— PROMPT —
Write out each entry, exactly the way it appears.

## START RECORDED INFORMATION

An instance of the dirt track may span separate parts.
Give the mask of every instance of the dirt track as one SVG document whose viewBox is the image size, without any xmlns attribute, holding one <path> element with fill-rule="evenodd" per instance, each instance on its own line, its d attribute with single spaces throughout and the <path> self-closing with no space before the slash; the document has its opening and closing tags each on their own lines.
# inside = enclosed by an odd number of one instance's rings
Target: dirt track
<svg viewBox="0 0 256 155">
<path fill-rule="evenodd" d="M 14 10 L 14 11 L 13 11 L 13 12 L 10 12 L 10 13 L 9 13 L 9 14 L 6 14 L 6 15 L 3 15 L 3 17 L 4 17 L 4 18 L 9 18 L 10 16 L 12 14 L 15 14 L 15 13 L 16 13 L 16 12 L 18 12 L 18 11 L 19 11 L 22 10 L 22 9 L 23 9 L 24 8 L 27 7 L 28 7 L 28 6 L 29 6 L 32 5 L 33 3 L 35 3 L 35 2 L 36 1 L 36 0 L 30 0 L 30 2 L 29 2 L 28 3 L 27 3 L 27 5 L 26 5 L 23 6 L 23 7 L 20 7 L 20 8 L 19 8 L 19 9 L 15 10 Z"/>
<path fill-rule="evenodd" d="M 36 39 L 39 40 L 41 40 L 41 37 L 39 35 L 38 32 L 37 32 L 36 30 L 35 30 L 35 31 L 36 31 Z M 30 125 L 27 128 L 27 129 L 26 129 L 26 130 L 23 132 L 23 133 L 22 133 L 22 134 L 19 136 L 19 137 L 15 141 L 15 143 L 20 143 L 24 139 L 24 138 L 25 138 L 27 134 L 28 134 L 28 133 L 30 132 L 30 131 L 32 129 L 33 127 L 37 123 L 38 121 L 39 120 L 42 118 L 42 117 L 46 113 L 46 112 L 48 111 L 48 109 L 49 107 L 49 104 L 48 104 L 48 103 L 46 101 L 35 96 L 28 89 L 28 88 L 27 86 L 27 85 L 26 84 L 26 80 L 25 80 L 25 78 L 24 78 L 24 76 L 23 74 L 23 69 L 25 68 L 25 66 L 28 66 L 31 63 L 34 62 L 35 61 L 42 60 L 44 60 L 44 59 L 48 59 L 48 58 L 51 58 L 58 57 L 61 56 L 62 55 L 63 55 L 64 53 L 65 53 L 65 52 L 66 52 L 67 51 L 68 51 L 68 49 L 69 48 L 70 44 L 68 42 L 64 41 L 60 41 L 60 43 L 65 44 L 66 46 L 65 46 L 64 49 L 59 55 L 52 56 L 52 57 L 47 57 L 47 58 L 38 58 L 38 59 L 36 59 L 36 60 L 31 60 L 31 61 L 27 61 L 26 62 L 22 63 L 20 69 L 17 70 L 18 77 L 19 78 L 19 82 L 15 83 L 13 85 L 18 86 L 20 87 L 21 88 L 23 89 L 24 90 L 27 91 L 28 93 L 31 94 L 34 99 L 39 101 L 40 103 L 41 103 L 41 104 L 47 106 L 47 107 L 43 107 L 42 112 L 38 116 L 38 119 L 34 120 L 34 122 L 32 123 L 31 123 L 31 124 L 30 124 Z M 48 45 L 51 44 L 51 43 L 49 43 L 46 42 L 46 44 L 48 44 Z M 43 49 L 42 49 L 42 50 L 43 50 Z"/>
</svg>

## END RECORDED INFORMATION

— TASK RESPONSE —
An instance of the dirt track may span separate parts.
Give the mask of every instance of the dirt track as one SVG document whose viewBox is the image size, without any xmlns attribute, holding one <path> element with fill-rule="evenodd" per instance, each instance on its own line, its d attribute with single spaces throughout and the <path> self-closing with no space before the slash; the document has its opening and closing tags each on their own lines.
# inside = enclosed by an odd number of one instance's rings
Target: dirt track
<svg viewBox="0 0 256 155">
<path fill-rule="evenodd" d="M 14 10 L 14 11 L 13 11 L 13 12 L 10 12 L 10 13 L 9 13 L 9 14 L 6 14 L 6 15 L 3 15 L 3 17 L 4 17 L 4 18 L 9 18 L 10 16 L 12 14 L 15 14 L 15 13 L 16 13 L 16 12 L 18 12 L 18 11 L 19 11 L 22 10 L 22 9 L 23 9 L 24 8 L 27 7 L 28 7 L 28 6 L 29 6 L 32 5 L 33 3 L 35 3 L 35 2 L 36 1 L 36 0 L 30 0 L 30 2 L 29 2 L 28 3 L 27 3 L 27 5 L 26 5 L 23 6 L 23 7 L 20 7 L 20 8 L 19 8 L 19 9 L 15 10 Z"/>
<path fill-rule="evenodd" d="M 36 39 L 39 40 L 41 40 L 41 37 L 39 35 L 38 32 L 37 32 L 36 30 L 35 30 L 35 31 L 36 31 Z M 30 125 L 27 128 L 27 129 L 26 129 L 26 130 L 23 132 L 23 133 L 22 133 L 22 134 L 19 136 L 19 137 L 15 141 L 15 143 L 20 143 L 24 139 L 24 138 L 25 138 L 27 134 L 28 134 L 28 133 L 30 132 L 30 131 L 32 129 L 33 127 L 37 123 L 38 121 L 39 120 L 42 118 L 42 117 L 46 113 L 46 112 L 48 111 L 48 109 L 49 107 L 49 104 L 48 104 L 48 103 L 46 101 L 35 96 L 28 89 L 28 88 L 27 86 L 27 85 L 26 84 L 26 80 L 25 80 L 25 78 L 24 78 L 24 76 L 23 74 L 23 69 L 25 68 L 25 66 L 28 66 L 31 63 L 34 62 L 35 61 L 42 60 L 44 60 L 44 59 L 48 59 L 48 58 L 51 58 L 58 57 L 61 56 L 62 55 L 63 55 L 64 53 L 65 53 L 65 52 L 66 52 L 67 51 L 68 51 L 68 49 L 69 48 L 70 44 L 68 42 L 64 41 L 60 41 L 60 43 L 65 44 L 66 46 L 65 46 L 64 49 L 59 55 L 52 56 L 52 57 L 47 57 L 47 58 L 38 58 L 38 59 L 36 59 L 36 60 L 31 60 L 31 61 L 27 61 L 26 62 L 22 63 L 20 69 L 17 70 L 18 77 L 19 78 L 19 82 L 15 83 L 13 85 L 18 86 L 20 87 L 21 88 L 23 89 L 24 90 L 27 91 L 28 93 L 31 94 L 34 99 L 39 101 L 40 103 L 41 103 L 41 104 L 47 106 L 47 107 L 43 107 L 42 112 L 38 116 L 38 119 L 34 120 L 34 122 L 32 123 L 31 123 L 31 124 L 30 124 Z M 48 45 L 51 44 L 51 43 L 49 43 L 46 42 L 46 44 L 48 44 Z M 43 49 L 42 49 L 42 50 L 43 50 Z"/>
</svg>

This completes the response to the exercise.